**What you should do**
Copy the stretch of the email thread from "the ancient exegesis" through "almost always together.", swapping "progress" for "advancement" each time it appears.

**Extract**
--- --- ---
Let us stop here and get reactions/reflections. For example what "word" means in other related languages.
"Ord" in Swedish Alex?

Kamran


2010/2/9 Special Kain


Dear Ardeshir

This perfectly demonstrates - once again! - that Zarathushtra was concerned with The Ongoing Process (as a metaphysical concept) rather than The Static Being. Zarathushtra was the first process philosopher in a long line with Heraclitus, Charles Darwin, Friedrich Nietzsche, Alfred N. Whitehead, Gilles Deleuze and the pragmatists and existentialists. When many philosophers and thinkers would see The Ongoing Process as a good reason to establish a sense of alienation, Zarathushtra was one of the thinkers that actually would praise this concept.

My two cents,
Dino

--- ardeshir farhmand schrieb am Mo, 8.2.2010:

Von: ardeshir farhmand
Betreff: Re: [Ushta] The enchanting immortals
An: Ushta@yahoogroups.com
CC: kamran.jamshidi@gmail.com
Datum: Montag, 8. Februar 2010, 23:12


Dear Alexander, Parviz and Mobed Kamran,

on haurvatat and ameretat or "weal " and "imperishablity/ indestructabilit y"
the ancient exegesis translates them respectively as hamishak ruvishni; forever growth/progress- ---and amrag ruvishnish: etrenal/deathless growth/progress;

just wanted to add that to our ancient sages the duo simply represented the idea of "weal/wellbeing and eternal/imperish able progress and growth.
by the way the greek "amborsia" seem to be very close!!!
just another thought

ardeshir

On Mon, Feb 8, 2010 at 12:33 PM, Kamran Jamshidi wrote:

And just another thought:
Haurvatât ameretât are almost always together.
Another simple and yet mundane interpretation could be:
ever/long-lasting good/happy life!

As some of you use to say: my 2 cents.

Shâd zi
Kamran Jamshidi

måndagen den 8:e februari 2010

The Enchanting Immortals

Dear Ardeshir

You're doing excellent work clarifying the Zoroastrian texts.
Translations are then always hard to conduct and of course open to different interpretations.
This is why it is wise of you to use several different words for a comparative study.
For example I have always found amesha to be better translated to English as "that which transcends" or just "transcendence" but I find your suggestion "eternity" or "that which transcends time and space" equally good. I just try to avoid the translation "immortality" as much as possible. It is an Egyptian term to me, an Abrahamic concept, that doesn't cover the aspect of ameshta which transcends time and space beyond birth as well as death.
But here we can have many different interpretations and lively and fruitful discussions. Just as an example.
--- --- ---
Rows of box annotation data
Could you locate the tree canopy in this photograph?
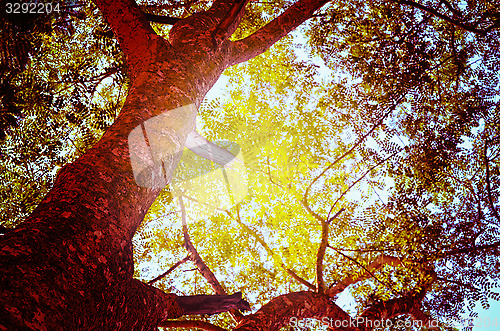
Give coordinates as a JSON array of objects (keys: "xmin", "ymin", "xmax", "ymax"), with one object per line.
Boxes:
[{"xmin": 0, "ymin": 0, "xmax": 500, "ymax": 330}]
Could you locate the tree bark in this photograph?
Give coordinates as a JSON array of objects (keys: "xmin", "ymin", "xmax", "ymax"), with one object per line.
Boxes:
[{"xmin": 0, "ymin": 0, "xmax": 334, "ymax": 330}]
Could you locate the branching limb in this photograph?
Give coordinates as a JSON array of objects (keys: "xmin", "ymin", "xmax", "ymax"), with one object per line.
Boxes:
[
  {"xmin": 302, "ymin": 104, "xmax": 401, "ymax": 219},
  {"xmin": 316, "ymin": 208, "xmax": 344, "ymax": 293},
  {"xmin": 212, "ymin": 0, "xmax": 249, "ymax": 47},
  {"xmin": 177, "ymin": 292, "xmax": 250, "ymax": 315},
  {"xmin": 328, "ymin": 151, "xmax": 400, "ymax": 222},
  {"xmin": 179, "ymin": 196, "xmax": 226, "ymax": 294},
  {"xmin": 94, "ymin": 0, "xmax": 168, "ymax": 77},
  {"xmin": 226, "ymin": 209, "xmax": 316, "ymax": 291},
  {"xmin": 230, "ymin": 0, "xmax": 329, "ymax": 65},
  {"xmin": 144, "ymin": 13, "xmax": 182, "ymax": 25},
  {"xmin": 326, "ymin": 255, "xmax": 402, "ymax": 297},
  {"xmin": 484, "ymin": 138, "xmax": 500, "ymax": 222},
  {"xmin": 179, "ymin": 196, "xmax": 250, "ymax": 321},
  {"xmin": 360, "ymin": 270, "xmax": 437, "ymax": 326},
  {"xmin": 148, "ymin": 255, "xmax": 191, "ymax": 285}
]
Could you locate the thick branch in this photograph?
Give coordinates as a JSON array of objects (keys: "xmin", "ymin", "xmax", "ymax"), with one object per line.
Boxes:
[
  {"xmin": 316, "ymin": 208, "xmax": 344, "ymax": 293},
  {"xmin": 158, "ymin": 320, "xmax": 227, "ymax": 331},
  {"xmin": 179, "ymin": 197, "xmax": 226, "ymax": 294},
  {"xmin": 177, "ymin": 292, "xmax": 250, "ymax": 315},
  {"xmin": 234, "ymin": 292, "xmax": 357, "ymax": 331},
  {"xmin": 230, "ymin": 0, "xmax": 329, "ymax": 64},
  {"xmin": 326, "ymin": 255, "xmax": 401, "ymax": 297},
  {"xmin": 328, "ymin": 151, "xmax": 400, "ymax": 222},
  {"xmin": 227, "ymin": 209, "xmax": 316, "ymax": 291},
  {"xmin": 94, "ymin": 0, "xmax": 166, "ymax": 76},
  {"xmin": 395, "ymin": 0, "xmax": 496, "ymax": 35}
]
--- --- ---
**Solution to the problem**
the ancient exegesis translates them respectively as hamishak ruvishni; forever growth/advancement- ---and amrag ruvishnish: etrenal/deathless growth/advancement;

just wanted to add that to our ancient sages the duo simply represented the idea of "weal/wellbeing and eternal/imperish able advancement and growth.
by the way the greek "amborsia" seem to be very close!!!
just another thought

ardeshir

On Mon, Feb 8, 2010 at 12:33 PM, Kamran Jamshidi wrote:

And just another thought:
Haurvatât ameretât are almost always together.